-- START OF SELECTED TEXT --

I’m Forever Yours Faithfully*

A tragedy like murder can shatter a person or a family. It can also have a way of bringing people together who’ve been apart, physically or metaphorically, for a long time. In fact, that’s one positive thing that can come out of a violent death, if you can say anything positive can result from a murder. There are all sorts of cases of that kind of thing happening in real life, and it happens in crime fiction, too.

For instance, in Agatha Christie’s Hercule Poirot’s Christmas (AKA A Holiday For Murder and Murder For Christmas), we meet the Lee family. Brothers Albert, George, David and Harry haven’t been much in contact in the last years. Harry and Albert especially have fallen out; in fact, Harry hasn’t been in England for a long time. One of the main reasons for the dysfunction in this family is its patriarch, wealthy and unpleasant Simeon Lee. One Christmas, Simeon Lee invites all of the members of his family to spend Christmas at Gorston Hall, the family home. All of the brothers and their wives gather for the holiday and despite their awkwardness, they try to make a go of the visit. On Christmas Eve, Simeon Lee is brutally murdered. Hercule Poirot is staying nearby for the holiday and is persuaded to work with Superintendent Sugden and investigate the killing. All of the members of the family are suspects, since each of them had either a financial or personal motive (or both) for the murder. As the different members of the family come under direct suspicion, there is a sense of distrust in the family. There is also, though, a sense that everyone’s in the situation together. In the end, when Poirot has discovered who the killer is and how the murder happened, there is also a sense of healing. Now that Simeon Lee is gone, the other members of the family can repair their relationships. Even Albert and Harry Lee, who were the most at odds, make efforts to reach out to each other and that adds a touch of hope to this novel.

-- END OF SELECTED TEXT --
-- START OF DATASET RECORDS --

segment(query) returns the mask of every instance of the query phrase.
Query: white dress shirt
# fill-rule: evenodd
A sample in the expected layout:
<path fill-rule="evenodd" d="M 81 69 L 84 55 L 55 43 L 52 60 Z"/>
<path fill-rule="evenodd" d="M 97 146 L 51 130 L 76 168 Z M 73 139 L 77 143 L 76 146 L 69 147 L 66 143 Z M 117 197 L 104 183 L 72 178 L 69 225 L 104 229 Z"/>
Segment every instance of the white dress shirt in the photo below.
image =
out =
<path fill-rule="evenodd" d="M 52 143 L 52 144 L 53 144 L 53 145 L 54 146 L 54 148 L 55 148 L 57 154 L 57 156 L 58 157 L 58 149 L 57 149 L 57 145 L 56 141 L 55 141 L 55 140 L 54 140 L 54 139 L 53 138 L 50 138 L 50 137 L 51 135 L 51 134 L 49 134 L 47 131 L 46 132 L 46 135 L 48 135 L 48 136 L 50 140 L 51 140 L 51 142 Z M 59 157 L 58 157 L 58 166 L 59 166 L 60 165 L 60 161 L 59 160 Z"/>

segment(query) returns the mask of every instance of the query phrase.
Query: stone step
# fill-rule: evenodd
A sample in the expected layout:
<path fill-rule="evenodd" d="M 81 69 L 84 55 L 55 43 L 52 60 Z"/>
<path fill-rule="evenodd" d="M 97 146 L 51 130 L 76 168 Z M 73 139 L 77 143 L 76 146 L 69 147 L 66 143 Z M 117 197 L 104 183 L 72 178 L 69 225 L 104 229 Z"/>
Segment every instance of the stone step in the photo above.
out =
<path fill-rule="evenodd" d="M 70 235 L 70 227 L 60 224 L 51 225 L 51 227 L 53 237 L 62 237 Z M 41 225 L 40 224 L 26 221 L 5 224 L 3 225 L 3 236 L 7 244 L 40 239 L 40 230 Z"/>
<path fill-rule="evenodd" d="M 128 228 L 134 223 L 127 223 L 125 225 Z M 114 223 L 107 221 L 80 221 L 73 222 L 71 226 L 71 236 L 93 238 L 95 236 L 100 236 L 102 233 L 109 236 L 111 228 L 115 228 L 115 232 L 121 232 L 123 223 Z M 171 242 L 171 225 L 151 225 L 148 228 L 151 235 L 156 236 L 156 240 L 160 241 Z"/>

-- END OF DATASET RECORDS --

## [TO DO]
A – In the essay on crime fiction, where does Simeon Lee invite his family to spend Christmas?
B – Revise the essay on crime fiction from "A tragedy like" up to and including "crime fiction, too.", putting "loss" in place of "tragedy".

## [THE ANSWERS]
A – At Gorston Hall, the family home.

B –
A loss like murder can shatter a person or a family. It can also have a way of bringing people together who’ve been apart, physically or metaphorically, for a long time. In fact, that’s one positive thing that can come out of a violent death, if you can say anything positive can result from a murder. There are all sorts of cases of that kind of thing happening in real life, and it happens in crime fiction, too.